→ **What is required**
Count the lines in the data below that contain the string "street", matching case exactly, and give only that number.

→ **Available records**
******************************

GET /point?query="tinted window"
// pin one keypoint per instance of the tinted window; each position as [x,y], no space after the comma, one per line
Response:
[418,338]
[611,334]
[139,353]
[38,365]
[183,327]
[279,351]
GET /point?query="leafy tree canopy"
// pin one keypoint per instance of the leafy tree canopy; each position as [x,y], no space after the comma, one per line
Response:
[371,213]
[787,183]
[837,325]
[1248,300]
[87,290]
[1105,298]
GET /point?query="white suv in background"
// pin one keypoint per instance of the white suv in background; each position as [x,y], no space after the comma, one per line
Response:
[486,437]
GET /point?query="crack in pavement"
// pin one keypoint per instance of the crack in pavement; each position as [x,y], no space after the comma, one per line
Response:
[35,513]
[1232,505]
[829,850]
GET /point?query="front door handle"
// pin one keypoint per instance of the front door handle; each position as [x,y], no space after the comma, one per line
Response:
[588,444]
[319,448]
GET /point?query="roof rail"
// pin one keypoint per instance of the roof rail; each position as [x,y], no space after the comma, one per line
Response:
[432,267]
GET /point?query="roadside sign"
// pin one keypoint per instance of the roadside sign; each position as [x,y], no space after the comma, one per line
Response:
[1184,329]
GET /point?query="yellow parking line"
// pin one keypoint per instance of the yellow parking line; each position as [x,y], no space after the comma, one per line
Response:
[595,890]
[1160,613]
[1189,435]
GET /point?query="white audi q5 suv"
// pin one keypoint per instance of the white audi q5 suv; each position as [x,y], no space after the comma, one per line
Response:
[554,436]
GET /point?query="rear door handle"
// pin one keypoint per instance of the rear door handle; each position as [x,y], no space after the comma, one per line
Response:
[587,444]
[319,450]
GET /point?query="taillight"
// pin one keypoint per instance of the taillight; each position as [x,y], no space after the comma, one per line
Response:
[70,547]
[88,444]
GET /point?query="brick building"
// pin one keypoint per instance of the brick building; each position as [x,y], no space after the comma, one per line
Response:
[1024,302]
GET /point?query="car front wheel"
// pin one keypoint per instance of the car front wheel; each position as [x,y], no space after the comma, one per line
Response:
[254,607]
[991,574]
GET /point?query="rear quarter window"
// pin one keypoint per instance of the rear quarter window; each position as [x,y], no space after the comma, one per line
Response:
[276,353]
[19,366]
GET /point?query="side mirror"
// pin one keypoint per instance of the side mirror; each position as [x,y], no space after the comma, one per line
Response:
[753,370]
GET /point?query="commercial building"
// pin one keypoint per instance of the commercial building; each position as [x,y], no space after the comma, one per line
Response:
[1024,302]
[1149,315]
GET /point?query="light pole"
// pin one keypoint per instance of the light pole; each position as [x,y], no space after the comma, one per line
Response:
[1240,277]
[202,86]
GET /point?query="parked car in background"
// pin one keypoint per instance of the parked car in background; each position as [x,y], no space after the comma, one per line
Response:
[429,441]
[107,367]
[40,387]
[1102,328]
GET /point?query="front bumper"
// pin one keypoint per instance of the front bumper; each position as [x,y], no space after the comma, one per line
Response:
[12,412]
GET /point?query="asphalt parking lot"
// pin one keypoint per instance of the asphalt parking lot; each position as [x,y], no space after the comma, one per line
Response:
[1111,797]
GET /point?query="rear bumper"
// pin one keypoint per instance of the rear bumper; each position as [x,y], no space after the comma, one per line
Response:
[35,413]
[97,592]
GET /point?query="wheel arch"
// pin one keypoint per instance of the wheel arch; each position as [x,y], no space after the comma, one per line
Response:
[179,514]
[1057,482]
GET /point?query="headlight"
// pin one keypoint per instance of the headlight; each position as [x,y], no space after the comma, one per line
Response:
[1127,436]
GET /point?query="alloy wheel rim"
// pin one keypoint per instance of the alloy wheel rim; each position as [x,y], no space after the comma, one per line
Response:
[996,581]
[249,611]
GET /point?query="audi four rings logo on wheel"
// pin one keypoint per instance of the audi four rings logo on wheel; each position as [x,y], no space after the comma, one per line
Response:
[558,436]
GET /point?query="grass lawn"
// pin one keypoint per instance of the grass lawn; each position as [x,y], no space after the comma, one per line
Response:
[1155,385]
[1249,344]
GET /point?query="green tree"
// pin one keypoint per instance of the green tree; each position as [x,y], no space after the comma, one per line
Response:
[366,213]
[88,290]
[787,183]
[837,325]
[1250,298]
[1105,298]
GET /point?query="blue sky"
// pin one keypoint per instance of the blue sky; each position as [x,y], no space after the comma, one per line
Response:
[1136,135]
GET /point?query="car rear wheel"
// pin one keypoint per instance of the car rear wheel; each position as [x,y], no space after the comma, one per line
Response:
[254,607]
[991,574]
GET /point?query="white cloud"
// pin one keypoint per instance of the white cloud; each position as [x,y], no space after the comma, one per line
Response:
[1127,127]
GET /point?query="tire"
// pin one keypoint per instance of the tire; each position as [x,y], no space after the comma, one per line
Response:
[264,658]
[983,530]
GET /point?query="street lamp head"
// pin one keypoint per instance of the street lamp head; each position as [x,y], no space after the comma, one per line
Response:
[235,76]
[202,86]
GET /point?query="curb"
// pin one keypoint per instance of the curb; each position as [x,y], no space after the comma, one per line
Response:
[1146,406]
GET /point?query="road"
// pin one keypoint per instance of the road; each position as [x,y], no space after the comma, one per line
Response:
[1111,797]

******************************

→ **Result of this task**
2